How to include node type with both labeled and unlabeled members
I have a use case for a single node type that has a mixture of labeled and unlabeled members. The docs sound like this is handled:
"These JSON files only need to list the IDs on its own set. For example, in a node classification task, there are 100 nodes and node ID starts from 0, and assume the last 50 nodes (ID from 49 to 99) have labels associated. ...."
I have parquet files for my nodes. During the graph construction routine, the creation of the final numpy arrays for labels seemed to indicate that I needed dummy labels for these nodes. How am I supposed to handle this use case where I want to keep to a single node type for this data?
Thank you!
Hi @robertreaney is this a correct description of your data?
my_node_type.parquet
node_id,label
a,0
b,1
c,NaN
So some of your nodes have labels while others don't and you want to only include in your train/validation/test set the nodes that have a label (a,b) in this case?

Information supplied
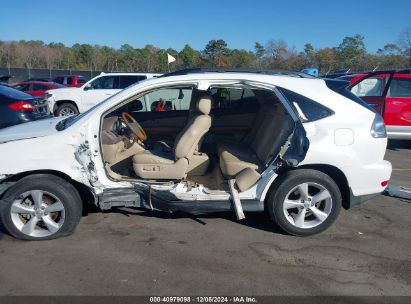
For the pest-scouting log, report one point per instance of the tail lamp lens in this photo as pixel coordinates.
(22, 106)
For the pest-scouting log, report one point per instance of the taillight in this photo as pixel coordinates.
(22, 106)
(378, 127)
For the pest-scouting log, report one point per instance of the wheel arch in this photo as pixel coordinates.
(337, 175)
(87, 195)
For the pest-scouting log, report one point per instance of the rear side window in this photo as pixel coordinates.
(400, 87)
(59, 80)
(126, 81)
(39, 87)
(233, 98)
(368, 87)
(307, 109)
(81, 80)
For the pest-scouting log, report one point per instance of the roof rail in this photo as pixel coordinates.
(235, 70)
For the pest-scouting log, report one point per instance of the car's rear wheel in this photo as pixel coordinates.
(304, 202)
(66, 109)
(41, 207)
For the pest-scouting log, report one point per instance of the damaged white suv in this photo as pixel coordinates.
(198, 141)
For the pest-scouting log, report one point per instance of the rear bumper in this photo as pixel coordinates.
(366, 180)
(357, 200)
(399, 132)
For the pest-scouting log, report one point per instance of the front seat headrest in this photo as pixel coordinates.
(204, 104)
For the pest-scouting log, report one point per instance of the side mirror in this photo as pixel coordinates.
(180, 94)
(135, 106)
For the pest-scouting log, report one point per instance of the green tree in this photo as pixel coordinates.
(309, 55)
(351, 50)
(188, 56)
(242, 59)
(217, 51)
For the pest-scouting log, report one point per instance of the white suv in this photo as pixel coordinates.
(198, 141)
(70, 101)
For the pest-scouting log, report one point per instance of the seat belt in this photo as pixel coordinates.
(236, 200)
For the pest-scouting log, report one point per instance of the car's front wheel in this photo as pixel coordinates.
(41, 207)
(66, 109)
(304, 202)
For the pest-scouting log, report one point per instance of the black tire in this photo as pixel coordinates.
(66, 109)
(283, 187)
(54, 185)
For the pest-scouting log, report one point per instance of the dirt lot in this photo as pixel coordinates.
(367, 252)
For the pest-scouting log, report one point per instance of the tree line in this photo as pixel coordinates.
(275, 54)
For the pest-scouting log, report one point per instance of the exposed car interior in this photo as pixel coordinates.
(204, 137)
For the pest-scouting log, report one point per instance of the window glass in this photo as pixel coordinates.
(400, 87)
(307, 109)
(128, 80)
(233, 98)
(163, 100)
(368, 87)
(59, 80)
(81, 80)
(103, 83)
(39, 87)
(174, 99)
(23, 87)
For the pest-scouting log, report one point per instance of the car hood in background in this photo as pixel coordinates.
(64, 90)
(38, 128)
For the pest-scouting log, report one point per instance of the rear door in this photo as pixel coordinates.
(233, 112)
(398, 102)
(373, 89)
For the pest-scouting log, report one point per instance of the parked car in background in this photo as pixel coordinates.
(41, 79)
(37, 88)
(17, 107)
(389, 93)
(4, 79)
(71, 81)
(70, 101)
(242, 142)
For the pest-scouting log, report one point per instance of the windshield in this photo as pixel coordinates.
(13, 93)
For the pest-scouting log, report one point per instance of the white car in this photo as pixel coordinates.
(199, 142)
(71, 101)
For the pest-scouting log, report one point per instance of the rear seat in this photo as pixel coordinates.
(273, 126)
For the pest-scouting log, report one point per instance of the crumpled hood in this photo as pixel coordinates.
(39, 128)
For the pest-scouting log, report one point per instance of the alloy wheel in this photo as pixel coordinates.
(307, 205)
(37, 213)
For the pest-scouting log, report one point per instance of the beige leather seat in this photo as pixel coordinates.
(271, 133)
(153, 164)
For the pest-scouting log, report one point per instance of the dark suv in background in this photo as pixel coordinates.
(71, 80)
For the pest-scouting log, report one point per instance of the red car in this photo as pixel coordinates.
(71, 80)
(389, 92)
(37, 88)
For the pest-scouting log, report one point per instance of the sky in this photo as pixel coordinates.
(174, 23)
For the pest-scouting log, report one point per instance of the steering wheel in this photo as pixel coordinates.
(134, 126)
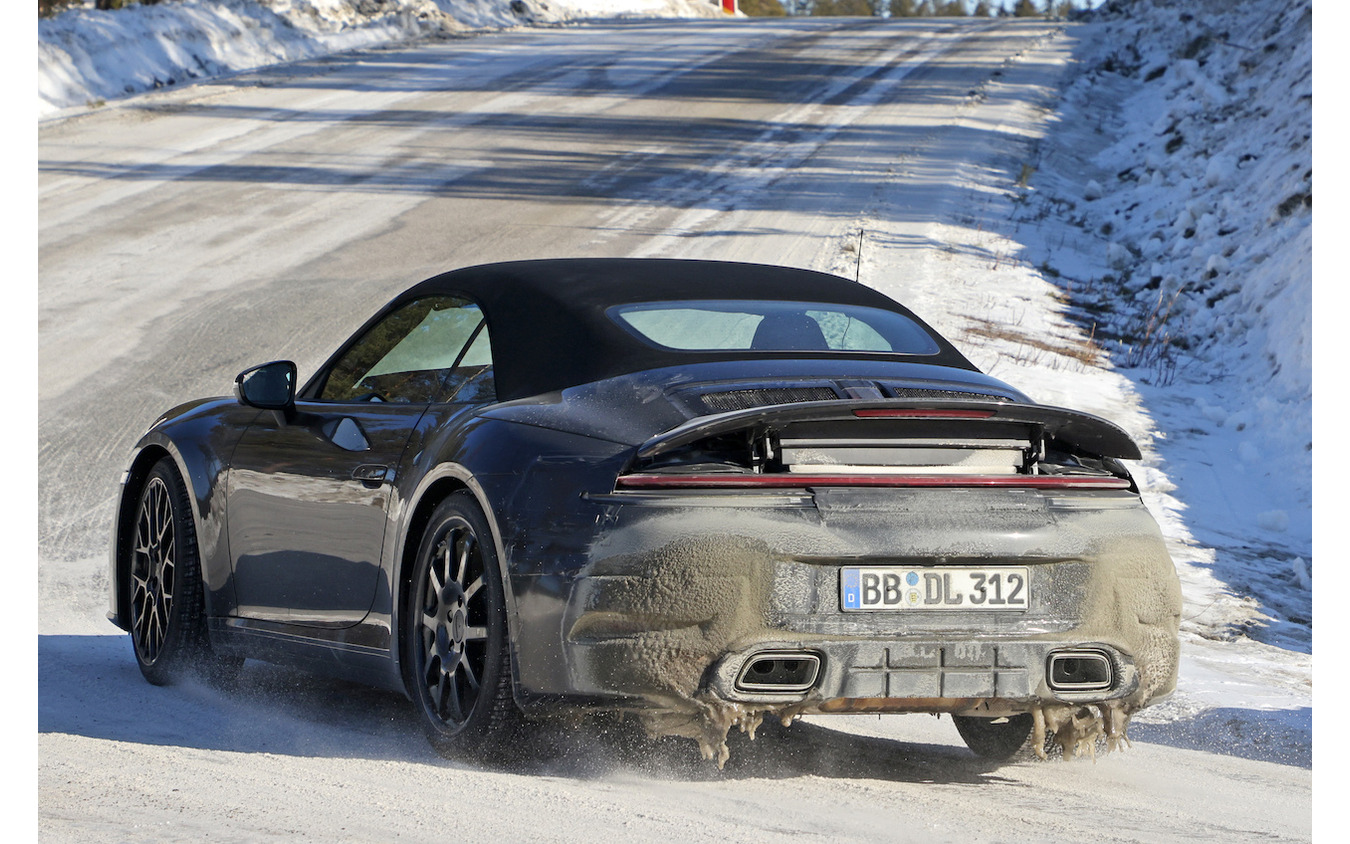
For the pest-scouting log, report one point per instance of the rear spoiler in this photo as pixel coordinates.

Exercise details
Reproduce the forum thread on mixing labeled and unlabeled nodes within one node type word for word, in full. The items have no connection to the forum thread.

The answer
How to include node type with both labeled and unlabeled members
I have a use case for a single node type that has a mixture of labeled and unlabeled members. The docs sound like this is handled:
"These JSON files only need to list the IDs on its own set. For example, in a node classification task, there are 100 nodes and node ID starts from 0, and assume the last 50 nodes (ID from 49 to 99) have labels associated. ...."
I have parquet files for my nodes. During the graph construction routine, the creation of the final numpy arrays for labels seemed to indicate that I needed dummy labels for these nodes. How am I supposed to handle this use case where I want to keep to a single node type for this data?
Thank you!
Hi @robertreaney is this a correct description of your data?
my_node_type.parquet
node_id,label
a,0
b,1
c,NaN
So some of your nodes have labels while others don't and you want to only include in your train/validation/test set the nodes that have a label (a,b) in this case?